Three sisters in Shanghai: is one my mom?

13 09 2010

Shanghai, June 9, 1935: Maybe my mother, Aunty Inez, and Aunty Yun

Hello Family (Mom’s side),

While reorganizing and recycling things from the studio, I came across this photo. The handwritten caption reads, “The 3 sisters — who is the tallest? My pumps didn’t help to make me the tallest. Ha! Ha! June 9, 1935.”

Beloved Aunty Yun is at the far right, Aunty Inez is in the middle, and at first glance I identified the sister on the left as my mother, age 18. But looking again, is it she? Maybe, maybe not.

In the 1930s after my grandfather Chong How Kong died, my grandmother Siu Chin and many of her 14 children and their young families went to China from Hawaii, mostly as tourists. Some taught at the university level or worked. With my Uncle Fan’s and Aunty Yun’s tuition and room & board support, my mother went to the University of Shanghai to study music, English, and education.

They were all there until World War II broke out in China, and they made their way back to the Islands. Otherwise they may have stayed in China, and probably I would not be here. Mom continued her college education at the American Conservatory of Music in Chicago, returning to Honolulu to teach and direct music when she finished.

My mother was a member of the Mid-Pacific Institute Class of ’34. According to J. H. Kim On Chong-Gossard’s writing, our family genealogist, she traveled alone to Shanghai in September 1935. If she is in the photo, then one of the dates is wrong.

I emailed the photo to Cousin Millie, asking what she thought: Fo-Tsin (my mother) or Lois (Millie’s mother)? For Lois was in Shanghai too. Of course neither I nor Millie was born yet. I just haven’t seen a picture of my mom that full of face, but perhaps at 18 she was heavier than I’m used to seeing her in other photos. I usually recognize her high angular cheek bones. Photographers loved using her as a model.

While waiting for Millie’s opinion, I went through mom’s letters, photos, and other papers I still can’t throw away, even though I have no real heirs to save them for. I guess I’ve saved them for me, for a day like today.

───

- **Set problem 1**
In the post about the three sisters photo, where did the writer's mother continue her college education after leaving China?
- **Set problem 2**
Write out the stretch of the post about the three sisters photo from "While waiting for" through "day like today.".
- **Set problem 3**
Say whether each statement agrees with the post about the three sisters photo, answering yes or no and quoting the words that decide it: (a) The writer's mother was a member of the Mid-Pacific Institute Class of '34. (b) Aunty Inez stands at the far right in the photo. (c) Cousin Millie had already been born when the photo was taken.

Rows on locating named things
───

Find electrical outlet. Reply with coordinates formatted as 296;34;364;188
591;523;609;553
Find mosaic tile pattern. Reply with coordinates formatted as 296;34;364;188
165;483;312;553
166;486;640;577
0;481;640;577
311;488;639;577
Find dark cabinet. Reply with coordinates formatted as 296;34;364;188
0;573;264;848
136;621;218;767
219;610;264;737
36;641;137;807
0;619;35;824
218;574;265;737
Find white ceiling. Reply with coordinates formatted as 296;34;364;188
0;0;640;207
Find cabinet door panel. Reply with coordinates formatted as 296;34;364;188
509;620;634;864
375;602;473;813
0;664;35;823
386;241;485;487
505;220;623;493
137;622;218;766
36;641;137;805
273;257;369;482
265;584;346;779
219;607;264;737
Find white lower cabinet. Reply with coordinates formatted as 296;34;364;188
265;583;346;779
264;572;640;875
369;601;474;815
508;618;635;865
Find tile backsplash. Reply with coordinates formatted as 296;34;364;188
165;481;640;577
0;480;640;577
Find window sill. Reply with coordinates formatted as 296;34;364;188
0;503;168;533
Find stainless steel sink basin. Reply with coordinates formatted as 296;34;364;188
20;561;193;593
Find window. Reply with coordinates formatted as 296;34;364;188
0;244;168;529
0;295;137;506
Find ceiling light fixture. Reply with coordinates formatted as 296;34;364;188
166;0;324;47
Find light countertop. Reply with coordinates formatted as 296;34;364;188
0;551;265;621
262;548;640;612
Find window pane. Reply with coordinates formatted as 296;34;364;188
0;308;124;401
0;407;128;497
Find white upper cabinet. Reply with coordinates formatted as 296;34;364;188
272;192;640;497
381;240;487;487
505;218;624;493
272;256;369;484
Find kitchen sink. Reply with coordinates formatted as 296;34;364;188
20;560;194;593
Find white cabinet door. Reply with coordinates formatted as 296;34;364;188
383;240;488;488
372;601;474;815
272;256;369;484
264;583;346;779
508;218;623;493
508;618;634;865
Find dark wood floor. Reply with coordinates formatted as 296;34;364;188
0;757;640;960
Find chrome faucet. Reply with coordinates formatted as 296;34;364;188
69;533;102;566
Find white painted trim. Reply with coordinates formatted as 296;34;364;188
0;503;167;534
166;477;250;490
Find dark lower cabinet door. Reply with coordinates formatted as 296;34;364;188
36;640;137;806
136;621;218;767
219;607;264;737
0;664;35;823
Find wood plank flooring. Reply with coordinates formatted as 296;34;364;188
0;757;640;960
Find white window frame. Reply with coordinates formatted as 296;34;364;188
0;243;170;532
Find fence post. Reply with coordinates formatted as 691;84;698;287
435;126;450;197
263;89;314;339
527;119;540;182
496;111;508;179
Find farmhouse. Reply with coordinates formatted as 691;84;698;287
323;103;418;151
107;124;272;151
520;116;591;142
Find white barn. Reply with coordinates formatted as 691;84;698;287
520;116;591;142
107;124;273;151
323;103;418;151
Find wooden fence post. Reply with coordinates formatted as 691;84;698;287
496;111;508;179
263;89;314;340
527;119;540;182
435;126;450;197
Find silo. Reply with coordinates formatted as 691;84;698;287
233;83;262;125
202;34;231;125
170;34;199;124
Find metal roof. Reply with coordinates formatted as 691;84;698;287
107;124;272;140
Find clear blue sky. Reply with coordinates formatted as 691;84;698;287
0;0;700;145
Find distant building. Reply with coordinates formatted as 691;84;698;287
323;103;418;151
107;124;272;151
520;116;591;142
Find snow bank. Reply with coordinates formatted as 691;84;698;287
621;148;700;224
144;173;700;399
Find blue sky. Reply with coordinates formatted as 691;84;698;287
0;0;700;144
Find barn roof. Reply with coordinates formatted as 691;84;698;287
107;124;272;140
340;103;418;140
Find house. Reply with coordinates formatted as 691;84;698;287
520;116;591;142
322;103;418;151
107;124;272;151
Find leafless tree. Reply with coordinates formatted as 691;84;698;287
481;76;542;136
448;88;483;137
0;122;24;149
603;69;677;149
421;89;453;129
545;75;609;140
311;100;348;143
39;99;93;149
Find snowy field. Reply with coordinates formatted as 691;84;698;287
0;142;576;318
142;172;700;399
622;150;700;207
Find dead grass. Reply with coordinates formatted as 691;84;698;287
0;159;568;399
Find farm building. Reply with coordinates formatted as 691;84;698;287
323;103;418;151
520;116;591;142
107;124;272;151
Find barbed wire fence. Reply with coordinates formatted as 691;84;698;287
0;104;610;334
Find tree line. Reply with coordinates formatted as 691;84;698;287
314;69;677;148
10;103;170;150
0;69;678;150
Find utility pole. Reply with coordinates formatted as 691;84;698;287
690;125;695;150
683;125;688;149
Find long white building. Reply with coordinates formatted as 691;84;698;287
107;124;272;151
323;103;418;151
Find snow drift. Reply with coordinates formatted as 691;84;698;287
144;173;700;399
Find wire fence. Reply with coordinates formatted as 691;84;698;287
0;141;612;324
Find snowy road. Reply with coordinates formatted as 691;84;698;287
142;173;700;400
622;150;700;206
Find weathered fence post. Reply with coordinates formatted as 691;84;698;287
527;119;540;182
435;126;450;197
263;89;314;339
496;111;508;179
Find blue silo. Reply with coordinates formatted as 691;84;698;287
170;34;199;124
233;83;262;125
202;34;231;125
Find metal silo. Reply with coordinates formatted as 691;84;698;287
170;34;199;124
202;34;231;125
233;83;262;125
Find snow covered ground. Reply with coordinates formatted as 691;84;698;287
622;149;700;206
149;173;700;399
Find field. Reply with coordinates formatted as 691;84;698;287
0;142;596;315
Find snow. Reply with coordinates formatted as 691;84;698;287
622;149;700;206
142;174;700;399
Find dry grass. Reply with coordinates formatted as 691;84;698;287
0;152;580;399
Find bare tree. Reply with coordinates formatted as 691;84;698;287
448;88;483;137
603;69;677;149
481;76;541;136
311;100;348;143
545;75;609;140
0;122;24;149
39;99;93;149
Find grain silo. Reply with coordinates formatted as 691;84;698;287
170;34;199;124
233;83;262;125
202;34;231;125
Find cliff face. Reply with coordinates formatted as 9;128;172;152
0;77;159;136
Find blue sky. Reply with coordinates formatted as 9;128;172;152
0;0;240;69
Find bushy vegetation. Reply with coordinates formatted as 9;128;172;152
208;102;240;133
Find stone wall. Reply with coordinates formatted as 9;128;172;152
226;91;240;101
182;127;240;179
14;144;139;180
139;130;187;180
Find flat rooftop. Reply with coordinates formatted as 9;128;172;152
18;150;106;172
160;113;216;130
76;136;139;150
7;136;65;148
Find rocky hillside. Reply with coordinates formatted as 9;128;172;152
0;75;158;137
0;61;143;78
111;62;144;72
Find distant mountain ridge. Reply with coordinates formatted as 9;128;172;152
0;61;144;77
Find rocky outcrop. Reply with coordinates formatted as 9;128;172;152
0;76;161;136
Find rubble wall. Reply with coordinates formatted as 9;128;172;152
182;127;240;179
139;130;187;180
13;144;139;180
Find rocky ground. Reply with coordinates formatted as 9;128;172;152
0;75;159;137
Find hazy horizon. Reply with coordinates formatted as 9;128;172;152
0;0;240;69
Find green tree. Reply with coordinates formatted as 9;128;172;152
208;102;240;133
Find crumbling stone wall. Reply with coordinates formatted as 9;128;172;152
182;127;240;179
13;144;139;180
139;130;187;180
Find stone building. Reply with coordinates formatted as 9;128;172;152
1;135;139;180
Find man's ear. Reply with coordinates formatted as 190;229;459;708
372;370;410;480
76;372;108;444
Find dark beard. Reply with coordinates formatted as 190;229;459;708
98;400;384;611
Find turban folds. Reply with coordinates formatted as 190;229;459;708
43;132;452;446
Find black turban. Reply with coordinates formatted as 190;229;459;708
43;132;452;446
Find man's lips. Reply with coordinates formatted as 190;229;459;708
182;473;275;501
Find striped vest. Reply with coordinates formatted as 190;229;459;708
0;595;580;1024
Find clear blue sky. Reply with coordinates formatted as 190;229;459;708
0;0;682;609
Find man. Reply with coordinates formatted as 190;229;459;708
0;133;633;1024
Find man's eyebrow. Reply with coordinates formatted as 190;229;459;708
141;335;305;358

───

- **Full response 1**
The American Conservatory of Music in Chicago.

- **Full response 2**
While waiting for Millie’s opinion, I went through mom’s letters, photos, and other papers I still can’t throw away, even though I have no real heirs to save them for. I guess I’ve saved them for me, for a day like today.

- **Full response 3**
(a) Yes: "My mother was a member of the Mid-Pacific Institute Class of ’34."
(b) No: "Beloved Aunty Yun is at the far right, Aunty Inez is in the middle"
(c) No: "Of course neither I nor Millie was born yet."